### PROMPT
Print exactly the lines from the line with "Please identify the river in" to the last line of the data, please, both included.

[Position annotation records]
-*-*-

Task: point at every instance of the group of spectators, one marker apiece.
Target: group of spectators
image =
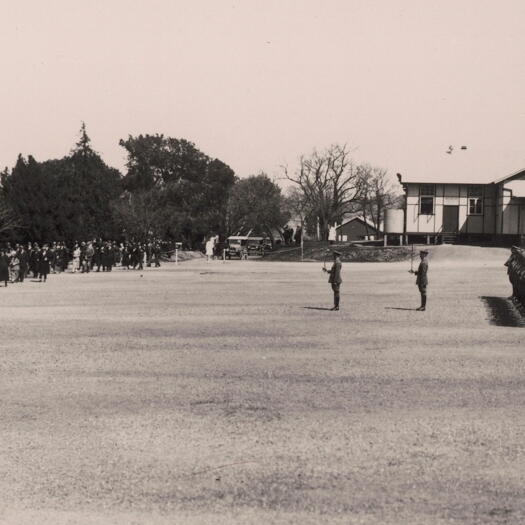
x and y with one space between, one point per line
18 261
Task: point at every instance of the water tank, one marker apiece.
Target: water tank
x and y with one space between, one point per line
394 221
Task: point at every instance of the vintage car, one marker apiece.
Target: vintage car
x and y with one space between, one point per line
243 246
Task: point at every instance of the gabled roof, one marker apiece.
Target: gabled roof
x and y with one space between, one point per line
461 167
512 176
360 219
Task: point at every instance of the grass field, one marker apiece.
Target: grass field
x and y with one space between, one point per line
224 393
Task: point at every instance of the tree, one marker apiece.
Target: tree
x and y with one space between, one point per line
9 221
33 198
377 194
192 188
330 184
256 205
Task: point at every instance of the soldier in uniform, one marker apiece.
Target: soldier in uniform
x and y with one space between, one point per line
335 278
44 258
422 279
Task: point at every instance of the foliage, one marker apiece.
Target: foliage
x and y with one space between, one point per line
63 199
377 194
191 188
256 204
329 183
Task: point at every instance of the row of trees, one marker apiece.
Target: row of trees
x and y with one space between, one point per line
173 190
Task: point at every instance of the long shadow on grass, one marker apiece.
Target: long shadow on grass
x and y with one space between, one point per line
502 312
397 308
316 308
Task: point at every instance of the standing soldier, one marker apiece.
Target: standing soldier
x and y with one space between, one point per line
335 278
422 279
44 263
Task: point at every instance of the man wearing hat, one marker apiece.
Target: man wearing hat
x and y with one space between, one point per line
335 277
422 279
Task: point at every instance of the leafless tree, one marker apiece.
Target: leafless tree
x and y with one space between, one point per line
329 183
377 194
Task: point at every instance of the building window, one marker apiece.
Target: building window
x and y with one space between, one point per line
427 193
475 200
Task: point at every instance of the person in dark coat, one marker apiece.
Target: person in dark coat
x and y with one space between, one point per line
335 278
34 260
4 267
22 258
44 263
156 254
422 279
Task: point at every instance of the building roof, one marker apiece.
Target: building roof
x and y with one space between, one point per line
359 218
461 167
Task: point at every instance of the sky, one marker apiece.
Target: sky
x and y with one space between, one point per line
257 83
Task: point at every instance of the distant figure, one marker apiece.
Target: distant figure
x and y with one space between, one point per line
422 279
335 278
298 235
4 267
44 263
332 234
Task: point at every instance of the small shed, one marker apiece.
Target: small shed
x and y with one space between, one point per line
357 229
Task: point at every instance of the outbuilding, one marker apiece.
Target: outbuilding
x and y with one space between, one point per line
357 228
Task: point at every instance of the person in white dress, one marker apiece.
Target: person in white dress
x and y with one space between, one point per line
76 258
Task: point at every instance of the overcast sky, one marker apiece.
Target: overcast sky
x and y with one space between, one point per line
257 83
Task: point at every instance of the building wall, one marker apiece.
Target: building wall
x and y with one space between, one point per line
450 195
355 230
510 217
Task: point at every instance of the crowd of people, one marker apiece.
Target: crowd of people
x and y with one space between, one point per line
19 261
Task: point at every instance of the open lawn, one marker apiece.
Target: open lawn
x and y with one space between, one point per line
226 393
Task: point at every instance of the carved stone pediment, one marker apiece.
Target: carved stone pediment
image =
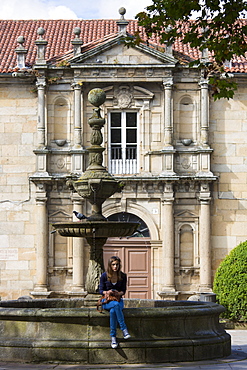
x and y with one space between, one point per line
113 51
124 96
186 214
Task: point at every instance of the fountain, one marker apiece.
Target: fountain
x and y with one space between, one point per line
69 330
96 185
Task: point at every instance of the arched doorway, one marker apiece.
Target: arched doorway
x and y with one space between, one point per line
135 253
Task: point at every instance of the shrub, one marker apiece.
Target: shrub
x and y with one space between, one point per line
230 284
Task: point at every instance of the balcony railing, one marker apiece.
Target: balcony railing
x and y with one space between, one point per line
123 161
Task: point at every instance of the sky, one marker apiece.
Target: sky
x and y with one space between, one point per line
67 9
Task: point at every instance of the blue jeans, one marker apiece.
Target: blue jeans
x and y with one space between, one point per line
116 316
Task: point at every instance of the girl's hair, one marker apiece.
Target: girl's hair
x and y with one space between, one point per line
109 268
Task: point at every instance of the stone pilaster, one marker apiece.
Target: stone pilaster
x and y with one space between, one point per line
77 115
204 240
168 250
78 253
41 132
168 83
204 111
77 42
41 47
21 53
41 287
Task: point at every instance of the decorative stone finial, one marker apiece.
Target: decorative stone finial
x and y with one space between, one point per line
41 45
77 42
40 32
122 23
77 31
96 97
21 52
122 11
21 40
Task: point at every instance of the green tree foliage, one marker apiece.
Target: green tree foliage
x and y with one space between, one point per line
212 24
230 283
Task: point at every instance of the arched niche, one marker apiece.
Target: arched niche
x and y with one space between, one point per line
186 125
186 245
136 209
61 119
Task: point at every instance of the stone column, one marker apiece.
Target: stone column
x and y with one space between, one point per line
204 241
168 111
77 115
41 289
168 250
204 111
41 132
78 253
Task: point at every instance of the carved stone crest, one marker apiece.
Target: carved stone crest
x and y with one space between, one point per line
124 97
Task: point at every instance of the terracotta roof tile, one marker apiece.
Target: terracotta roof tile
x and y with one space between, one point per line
59 34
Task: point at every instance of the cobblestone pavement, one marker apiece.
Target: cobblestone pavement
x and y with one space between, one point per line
236 361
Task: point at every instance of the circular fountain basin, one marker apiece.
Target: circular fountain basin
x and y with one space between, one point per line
65 330
102 229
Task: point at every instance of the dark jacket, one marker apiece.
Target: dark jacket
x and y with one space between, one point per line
105 284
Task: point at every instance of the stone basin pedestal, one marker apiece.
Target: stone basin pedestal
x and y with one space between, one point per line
64 330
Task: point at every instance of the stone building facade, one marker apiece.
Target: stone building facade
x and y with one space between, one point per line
180 154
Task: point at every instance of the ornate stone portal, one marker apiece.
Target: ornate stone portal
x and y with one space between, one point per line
96 185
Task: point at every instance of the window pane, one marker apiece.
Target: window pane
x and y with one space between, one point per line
116 152
131 152
115 119
131 119
116 135
131 136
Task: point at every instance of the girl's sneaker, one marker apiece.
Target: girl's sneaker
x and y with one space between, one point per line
114 342
126 334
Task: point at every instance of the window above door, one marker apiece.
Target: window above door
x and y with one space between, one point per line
123 140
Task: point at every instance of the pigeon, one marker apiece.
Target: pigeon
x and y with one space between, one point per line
80 216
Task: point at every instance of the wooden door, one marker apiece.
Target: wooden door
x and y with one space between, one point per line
136 263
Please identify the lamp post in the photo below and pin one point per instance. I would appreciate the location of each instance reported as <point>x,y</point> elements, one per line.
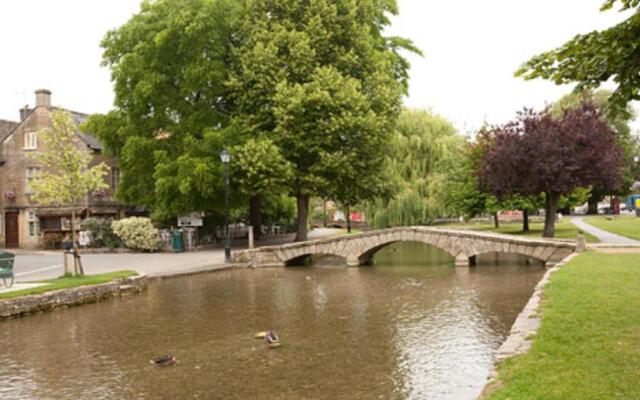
<point>225,158</point>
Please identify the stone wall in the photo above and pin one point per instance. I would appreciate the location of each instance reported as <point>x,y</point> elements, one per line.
<point>24,305</point>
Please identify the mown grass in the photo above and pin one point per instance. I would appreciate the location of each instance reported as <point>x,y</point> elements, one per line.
<point>68,281</point>
<point>588,346</point>
<point>564,229</point>
<point>628,226</point>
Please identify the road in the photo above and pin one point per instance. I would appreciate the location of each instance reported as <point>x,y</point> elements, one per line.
<point>604,236</point>
<point>37,265</point>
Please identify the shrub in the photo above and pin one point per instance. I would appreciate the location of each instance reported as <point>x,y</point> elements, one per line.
<point>101,233</point>
<point>137,233</point>
<point>52,241</point>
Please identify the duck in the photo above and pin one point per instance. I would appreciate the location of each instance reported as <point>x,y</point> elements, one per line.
<point>272,339</point>
<point>164,361</point>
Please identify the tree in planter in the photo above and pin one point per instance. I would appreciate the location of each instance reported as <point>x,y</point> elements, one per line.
<point>67,176</point>
<point>538,153</point>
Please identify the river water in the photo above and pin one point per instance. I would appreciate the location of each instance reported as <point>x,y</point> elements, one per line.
<point>410,327</point>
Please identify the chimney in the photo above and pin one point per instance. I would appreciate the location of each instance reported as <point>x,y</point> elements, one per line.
<point>43,98</point>
<point>24,111</point>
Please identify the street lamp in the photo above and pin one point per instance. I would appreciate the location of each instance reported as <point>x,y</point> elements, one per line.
<point>225,158</point>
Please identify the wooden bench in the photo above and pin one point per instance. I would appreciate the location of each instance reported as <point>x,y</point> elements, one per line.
<point>6,267</point>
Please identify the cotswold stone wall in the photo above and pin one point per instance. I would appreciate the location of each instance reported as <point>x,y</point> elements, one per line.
<point>359,249</point>
<point>24,305</point>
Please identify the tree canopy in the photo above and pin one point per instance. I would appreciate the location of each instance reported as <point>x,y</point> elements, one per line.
<point>597,57</point>
<point>537,153</point>
<point>420,155</point>
<point>321,80</point>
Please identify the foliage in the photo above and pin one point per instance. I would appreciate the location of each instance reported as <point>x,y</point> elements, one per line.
<point>585,348</point>
<point>538,153</point>
<point>67,282</point>
<point>101,233</point>
<point>137,233</point>
<point>52,241</point>
<point>321,81</point>
<point>594,58</point>
<point>67,175</point>
<point>620,124</point>
<point>169,64</point>
<point>419,156</point>
<point>258,167</point>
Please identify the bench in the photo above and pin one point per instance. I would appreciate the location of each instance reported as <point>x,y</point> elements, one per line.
<point>6,267</point>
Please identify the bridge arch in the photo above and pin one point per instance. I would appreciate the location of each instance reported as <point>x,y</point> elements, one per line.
<point>359,249</point>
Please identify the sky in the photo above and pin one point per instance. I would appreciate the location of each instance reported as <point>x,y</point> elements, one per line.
<point>471,50</point>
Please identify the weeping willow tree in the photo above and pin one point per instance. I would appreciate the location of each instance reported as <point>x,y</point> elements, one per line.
<point>419,154</point>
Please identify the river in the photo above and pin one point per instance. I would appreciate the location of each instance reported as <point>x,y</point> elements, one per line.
<point>410,327</point>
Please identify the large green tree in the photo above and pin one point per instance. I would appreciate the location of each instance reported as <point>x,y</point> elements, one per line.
<point>169,64</point>
<point>419,155</point>
<point>597,57</point>
<point>322,81</point>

-*-*-

### COMPLETE RESPONSE
Please identify the river in the photo above and pin one point per instance. I would appreciate the location of each instance reported as <point>x,y</point> elements, one per line.
<point>410,327</point>
Please identify the large green tree in the photo above and pin one point per instance. I would appreciate the location of each instance reported as <point>x,y</point> elements, one per line.
<point>169,64</point>
<point>419,155</point>
<point>597,57</point>
<point>322,81</point>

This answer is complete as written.